### PROBLEM STATEMENT
Rewrite the records from the line containing "Where can the dense" through the end of the records, with "gold" replaced by "yellow" and everything else unchanged. Give only those lines.

-- BEGIN RECORDS SUPPLIED --

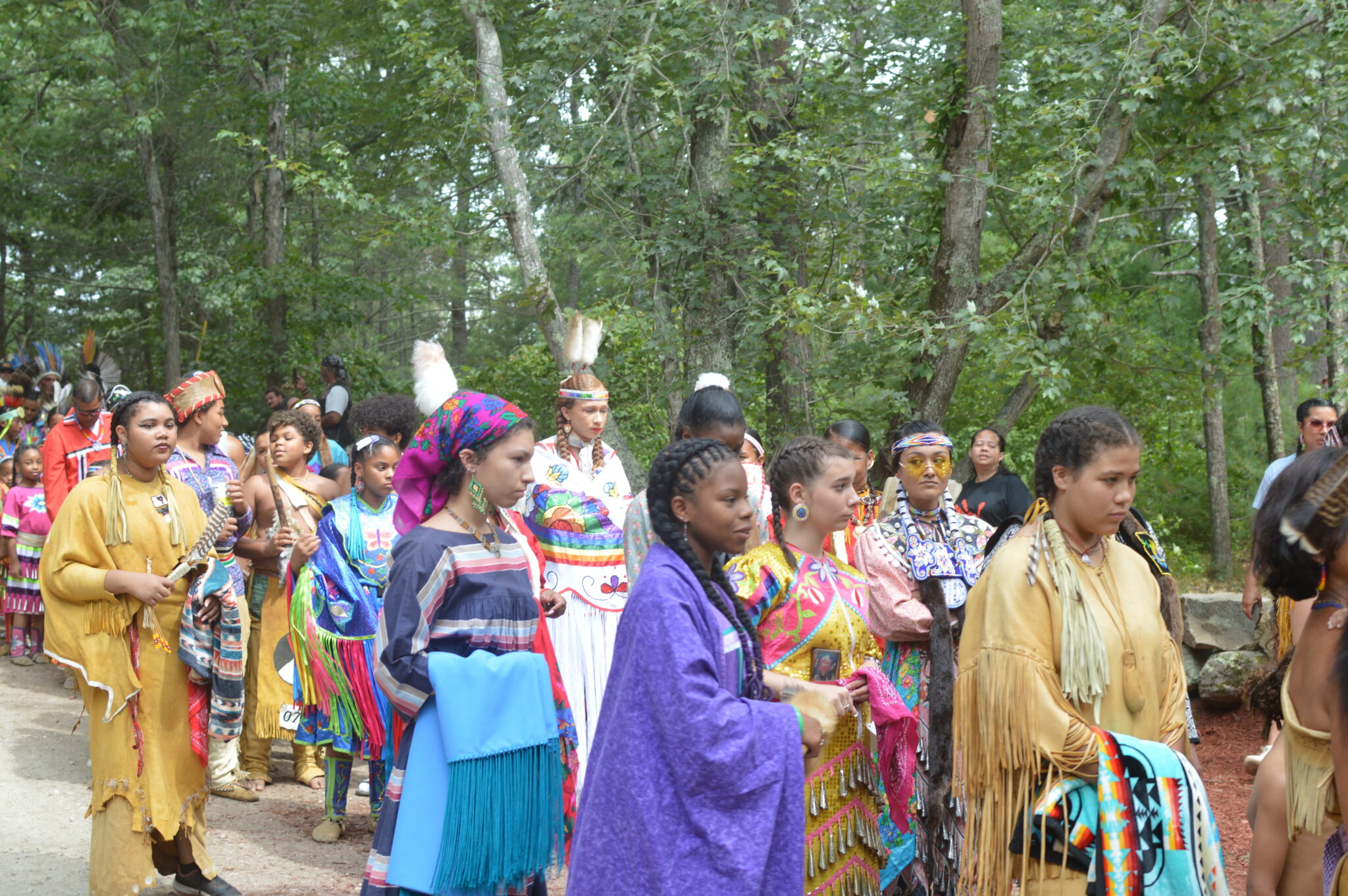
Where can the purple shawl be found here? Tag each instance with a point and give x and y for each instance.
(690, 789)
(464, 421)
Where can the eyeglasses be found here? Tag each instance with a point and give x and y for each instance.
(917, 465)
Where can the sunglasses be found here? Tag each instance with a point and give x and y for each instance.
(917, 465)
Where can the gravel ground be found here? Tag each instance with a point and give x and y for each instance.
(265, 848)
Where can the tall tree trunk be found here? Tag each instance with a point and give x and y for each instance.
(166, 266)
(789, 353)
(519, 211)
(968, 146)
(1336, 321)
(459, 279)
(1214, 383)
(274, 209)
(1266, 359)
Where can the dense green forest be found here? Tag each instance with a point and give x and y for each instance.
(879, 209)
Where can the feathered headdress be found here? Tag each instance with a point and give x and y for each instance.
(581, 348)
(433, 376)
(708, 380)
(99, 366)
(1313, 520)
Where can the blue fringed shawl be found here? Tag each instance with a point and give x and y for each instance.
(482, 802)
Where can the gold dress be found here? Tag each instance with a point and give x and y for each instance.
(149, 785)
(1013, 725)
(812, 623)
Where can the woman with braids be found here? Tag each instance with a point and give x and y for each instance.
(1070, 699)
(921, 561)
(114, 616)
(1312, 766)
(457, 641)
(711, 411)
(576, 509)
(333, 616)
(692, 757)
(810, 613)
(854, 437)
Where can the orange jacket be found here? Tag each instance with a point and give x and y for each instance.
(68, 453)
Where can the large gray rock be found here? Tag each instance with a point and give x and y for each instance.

-- END RECORDS SUPPLIED --

### WRITTEN ANSWER
Where can the dense green forest be found here? Tag each instance with a point and give x and y for each instance.
(879, 209)
Where can the feathered headdress be found here? Tag each instance with a point and give x and y for each instance.
(581, 348)
(433, 376)
(708, 380)
(99, 366)
(1313, 520)
Where can the blue fringed shawl be found here? Tag each instance with a point and give x and y for each instance.
(482, 802)
Where can the yellow dress be found here? Tag each instance with a point and give x and y for each instance.
(149, 785)
(1013, 725)
(812, 623)
Where can the woman with braids be found here? Tag each instance with a point and give x and y for each instance.
(1070, 699)
(921, 561)
(114, 616)
(1312, 766)
(457, 641)
(711, 411)
(576, 509)
(333, 616)
(692, 757)
(810, 613)
(854, 437)
Where can the orange jacket be found here? Tag each instance with a point and give x and y for each instance.
(68, 453)
Where can the large gray rock be found here? Tag each instance with a point and give x and y for each instance.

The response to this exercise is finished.